Available records ▸
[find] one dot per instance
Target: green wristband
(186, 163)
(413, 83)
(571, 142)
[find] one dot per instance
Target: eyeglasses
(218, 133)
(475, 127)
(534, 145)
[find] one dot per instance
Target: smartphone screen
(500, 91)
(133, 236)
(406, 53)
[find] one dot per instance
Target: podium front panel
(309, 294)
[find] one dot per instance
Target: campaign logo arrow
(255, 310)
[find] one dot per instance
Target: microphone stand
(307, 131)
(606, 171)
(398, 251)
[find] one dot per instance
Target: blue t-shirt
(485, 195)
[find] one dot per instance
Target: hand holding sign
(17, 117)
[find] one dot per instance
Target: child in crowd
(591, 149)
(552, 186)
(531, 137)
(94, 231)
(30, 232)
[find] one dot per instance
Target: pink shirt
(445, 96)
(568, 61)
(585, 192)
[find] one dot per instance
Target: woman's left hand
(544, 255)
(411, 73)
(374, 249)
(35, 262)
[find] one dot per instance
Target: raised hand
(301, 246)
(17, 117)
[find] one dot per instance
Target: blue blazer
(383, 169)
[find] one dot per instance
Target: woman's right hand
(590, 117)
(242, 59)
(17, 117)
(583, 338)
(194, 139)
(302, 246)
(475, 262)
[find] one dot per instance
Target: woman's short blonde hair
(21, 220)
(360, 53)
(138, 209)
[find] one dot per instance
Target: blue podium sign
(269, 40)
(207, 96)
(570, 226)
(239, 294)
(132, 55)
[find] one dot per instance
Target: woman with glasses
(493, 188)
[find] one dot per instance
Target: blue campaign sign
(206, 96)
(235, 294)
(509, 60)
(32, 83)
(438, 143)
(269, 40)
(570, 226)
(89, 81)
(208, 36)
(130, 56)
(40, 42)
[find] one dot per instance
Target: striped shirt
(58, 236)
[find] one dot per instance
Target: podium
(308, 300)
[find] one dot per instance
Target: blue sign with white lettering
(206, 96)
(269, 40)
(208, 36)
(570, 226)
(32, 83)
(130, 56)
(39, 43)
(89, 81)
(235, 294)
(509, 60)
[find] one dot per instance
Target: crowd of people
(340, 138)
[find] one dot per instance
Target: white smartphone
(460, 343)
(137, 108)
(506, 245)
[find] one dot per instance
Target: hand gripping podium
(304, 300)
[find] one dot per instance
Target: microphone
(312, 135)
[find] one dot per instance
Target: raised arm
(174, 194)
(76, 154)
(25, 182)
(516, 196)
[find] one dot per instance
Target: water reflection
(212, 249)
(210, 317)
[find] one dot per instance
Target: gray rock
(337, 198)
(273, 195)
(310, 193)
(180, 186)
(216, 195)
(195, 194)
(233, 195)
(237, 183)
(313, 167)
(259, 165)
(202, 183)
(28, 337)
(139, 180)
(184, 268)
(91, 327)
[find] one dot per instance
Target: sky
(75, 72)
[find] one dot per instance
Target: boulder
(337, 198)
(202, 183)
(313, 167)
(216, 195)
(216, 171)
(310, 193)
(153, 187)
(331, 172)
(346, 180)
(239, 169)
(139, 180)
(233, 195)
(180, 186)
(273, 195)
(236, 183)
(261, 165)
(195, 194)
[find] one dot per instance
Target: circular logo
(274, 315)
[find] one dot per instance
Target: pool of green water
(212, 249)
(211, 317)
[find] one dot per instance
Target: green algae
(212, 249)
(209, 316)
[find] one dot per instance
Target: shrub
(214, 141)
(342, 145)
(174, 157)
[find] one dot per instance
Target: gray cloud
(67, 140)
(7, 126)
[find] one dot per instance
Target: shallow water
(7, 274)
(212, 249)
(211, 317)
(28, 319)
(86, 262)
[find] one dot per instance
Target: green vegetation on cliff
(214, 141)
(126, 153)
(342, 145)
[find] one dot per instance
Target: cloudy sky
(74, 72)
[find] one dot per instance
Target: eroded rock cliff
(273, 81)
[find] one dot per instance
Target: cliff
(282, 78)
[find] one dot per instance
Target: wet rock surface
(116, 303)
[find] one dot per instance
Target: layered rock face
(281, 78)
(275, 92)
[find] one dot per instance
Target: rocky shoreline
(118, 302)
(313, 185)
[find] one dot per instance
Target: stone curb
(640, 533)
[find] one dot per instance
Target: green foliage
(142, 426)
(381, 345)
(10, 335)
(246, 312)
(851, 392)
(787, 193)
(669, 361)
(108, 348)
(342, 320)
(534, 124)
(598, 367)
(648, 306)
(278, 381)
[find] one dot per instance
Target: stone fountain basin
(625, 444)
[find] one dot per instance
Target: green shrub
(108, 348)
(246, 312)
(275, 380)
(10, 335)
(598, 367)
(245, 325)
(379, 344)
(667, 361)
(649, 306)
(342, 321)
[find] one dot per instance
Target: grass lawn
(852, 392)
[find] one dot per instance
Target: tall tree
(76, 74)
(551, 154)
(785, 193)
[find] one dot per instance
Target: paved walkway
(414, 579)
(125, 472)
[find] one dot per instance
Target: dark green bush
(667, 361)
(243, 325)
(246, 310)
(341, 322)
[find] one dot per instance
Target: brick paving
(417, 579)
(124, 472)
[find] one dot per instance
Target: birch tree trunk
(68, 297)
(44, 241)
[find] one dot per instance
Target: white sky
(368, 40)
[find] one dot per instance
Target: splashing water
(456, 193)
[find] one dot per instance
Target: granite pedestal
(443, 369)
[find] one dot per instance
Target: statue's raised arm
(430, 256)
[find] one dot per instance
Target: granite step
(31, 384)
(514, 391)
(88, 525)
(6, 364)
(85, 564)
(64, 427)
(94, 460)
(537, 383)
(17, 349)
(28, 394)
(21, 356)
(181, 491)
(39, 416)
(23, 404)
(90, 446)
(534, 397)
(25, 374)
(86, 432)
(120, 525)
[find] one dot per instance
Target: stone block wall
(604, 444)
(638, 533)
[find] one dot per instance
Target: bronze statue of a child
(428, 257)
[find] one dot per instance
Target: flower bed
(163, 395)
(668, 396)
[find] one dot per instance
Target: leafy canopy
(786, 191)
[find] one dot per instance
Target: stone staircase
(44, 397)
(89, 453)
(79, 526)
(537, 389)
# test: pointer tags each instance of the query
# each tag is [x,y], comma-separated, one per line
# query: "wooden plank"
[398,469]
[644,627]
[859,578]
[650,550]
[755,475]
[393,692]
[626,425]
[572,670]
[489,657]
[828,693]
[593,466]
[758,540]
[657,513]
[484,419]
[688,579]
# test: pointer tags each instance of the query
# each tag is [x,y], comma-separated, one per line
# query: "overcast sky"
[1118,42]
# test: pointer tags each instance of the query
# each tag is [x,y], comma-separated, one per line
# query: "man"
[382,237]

Exercise ▸
Your answer should be the full set of records, printed exactly.

Response ▸
[find] one dot per instance
Target: green wristband
(186, 163)
(413, 83)
(571, 142)
[find] one dot per instance
Target: eyeglasses
(218, 133)
(475, 127)
(534, 145)
[find] one dot per instance
Target: smartphone screen
(500, 91)
(133, 236)
(406, 53)
[find] one dot per instance
Target: podium front panel
(309, 294)
[find] one dot per instance
Target: campaign logo arrow
(255, 310)
[find] one dot per instance
Target: microphone stand
(307, 131)
(606, 171)
(398, 251)
[find] one dot per instance
Target: blue t-shirt
(485, 195)
[find] one dot per instance
Target: hand holding sign
(17, 117)
[find] one dot per instance
Target: child in crowd
(591, 149)
(552, 186)
(531, 137)
(94, 231)
(30, 232)
[find] one dot per instance
Target: pink shirt
(445, 96)
(568, 61)
(585, 192)
[find] one dot per instance
Target: woman's left hand
(544, 255)
(411, 73)
(374, 249)
(35, 262)
[find] one dot per instance
Target: raised hand
(301, 246)
(17, 117)
[find] one dot per instance
Target: blue blazer
(383, 169)
[find] one dot per instance
Target: woman's right hand
(590, 117)
(242, 59)
(17, 117)
(583, 338)
(194, 139)
(302, 246)
(475, 262)
[find] one dot per instance
Target: woman's short blonde hair
(21, 220)
(360, 53)
(138, 209)
[find] one dot per instance
Target: blue podium sign
(269, 40)
(207, 96)
(570, 226)
(239, 294)
(132, 55)
[find] one dot per instance
Target: woman with glasses
(493, 188)
[find] one dot per instance
Target: blue campaign sign
(206, 96)
(235, 294)
(509, 60)
(32, 83)
(438, 143)
(269, 40)
(570, 226)
(89, 81)
(208, 36)
(130, 56)
(40, 42)
[find] one dot per instance
Target: striped shirt
(58, 236)
[find] one dot per instance
Target: podium
(308, 300)
[find] one dot per instance
Target: blue sign with white lettering
(206, 96)
(269, 40)
(208, 36)
(570, 226)
(32, 83)
(130, 56)
(39, 43)
(89, 81)
(235, 294)
(509, 60)
[find] one dot per instance
Target: crowd of people
(340, 138)
[find] one dot per instance
Target: white smartphone
(460, 343)
(137, 108)
(506, 245)
[find] one dot per instance
Target: hand gripping podium
(304, 300)
[find] one dot per instance
Target: microphone
(312, 135)
[find] one dot per instance
Target: raised arm
(174, 194)
(76, 154)
(25, 182)
(516, 196)
[find] one dot per instance
Target: water reflection
(212, 249)
(210, 317)
[find] one dot per instance
Target: gray rock
(337, 198)
(273, 195)
(310, 193)
(180, 186)
(216, 195)
(195, 194)
(233, 195)
(237, 183)
(313, 167)
(259, 165)
(202, 183)
(28, 337)
(139, 180)
(184, 268)
(91, 327)
[find] one dot per instance
Target: sky
(75, 72)
[find] one dot per instance
Target: boulder
(337, 198)
(202, 183)
(313, 167)
(216, 195)
(216, 171)
(310, 193)
(153, 187)
(331, 172)
(346, 180)
(239, 169)
(139, 180)
(233, 195)
(180, 186)
(273, 195)
(236, 183)
(261, 165)
(195, 194)
[find] one dot per instance
Target: circular logo
(274, 315)
[find] one dot per instance
Target: pool of green water
(212, 249)
(211, 317)
[find] one dot per instance
Target: green algae
(212, 249)
(209, 316)
[find] one dot per instance
Target: shrub
(214, 141)
(342, 145)
(174, 157)
[find] one dot per instance
Target: gray cloud
(67, 140)
(7, 126)
[find] one dot per instance
Target: shallow water
(7, 274)
(212, 249)
(211, 317)
(28, 319)
(86, 262)
[find] one dot per instance
Target: green vegetation on cliff
(214, 141)
(126, 153)
(342, 145)
[find] one dot per instance
Target: cloudy sky
(74, 72)
[find] one dot per instance
Target: eroded rock cliff
(273, 81)
[find] one dot per instance
Target: cliff
(282, 78)
[find] one dot per instance
Target: wet rock surface
(116, 303)
[find] one dot per instance
Target: layered rock face
(281, 78)
(275, 92)
[find] one dot per instance
Target: rocky shoreline
(118, 302)
(313, 185)
[find] one dot per instance
Target: stone curb
(640, 533)
[find] one dot per instance
Target: green foliage
(142, 426)
(381, 345)
(10, 335)
(246, 312)
(851, 392)
(787, 193)
(669, 361)
(108, 348)
(342, 320)
(534, 124)
(598, 367)
(648, 306)
(278, 381)
[find] one dot per instance
Target: stone fountain basin
(625, 444)
[find] one dot per instance
Target: green shrub
(108, 348)
(246, 312)
(275, 380)
(10, 335)
(598, 367)
(245, 325)
(379, 344)
(667, 361)
(649, 306)
(342, 321)
[find] one dot per instance
Target: grass lawn
(852, 392)
[find] one dot per instance
Target: tall tree
(76, 74)
(551, 154)
(785, 193)
[find] one dot per instance
Target: paved walkway
(414, 579)
(125, 472)
[find] one dot per instance
Target: dark green bush
(667, 361)
(243, 325)
(246, 310)
(341, 322)
[find] one dot per instance
Target: brick paving
(417, 579)
(124, 472)
[find] one dot per instance
Target: birch tree trunk
(68, 297)
(44, 241)
[find] one dot per instance
Target: white sky
(368, 40)
[find] one dot per instance
Target: splashing water
(456, 193)
[find] one dot per instance
Target: granite pedestal
(443, 369)
[find] one dot per instance
Target: statue's raised arm
(430, 256)
[find] one dot per instance
Target: granite step
(31, 384)
(514, 391)
(88, 525)
(6, 364)
(85, 564)
(64, 427)
(94, 460)
(537, 383)
(17, 349)
(28, 394)
(21, 356)
(181, 491)
(39, 416)
(23, 404)
(90, 446)
(534, 397)
(25, 374)
(86, 432)
(120, 525)
[find] one dot per instance
Target: stone block wall
(604, 444)
(638, 533)
[find] one dot per instance
Target: bronze statue of a child
(428, 257)
[find] one dot per instance
Target: flower bed
(163, 395)
(668, 396)
[find] one dot per instance
Target: leafy canopy
(786, 191)
[find] one dot per instance
Target: stone staircase
(44, 397)
(89, 453)
(79, 526)
(537, 389)
# test: pointer tags each instance of the query
# each tag is [x,y], comma-separated, one per line
# query: "wooden plank"
[398,469]
[644,627]
[859,578]
[650,550]
[755,475]
[393,692]
[626,425]
[572,670]
[489,657]
[828,693]
[593,466]
[758,540]
[657,513]
[484,419]
[688,579]
# test: pointer tags each instance of the query
# each tag is [x,y], comma-separated, one per line
# query: "overcast sky"
[1118,42]
# test: pointer tags each instance of the query
# each tag is [x,y], comma-separated, one per line
# query: "man"
[382,237]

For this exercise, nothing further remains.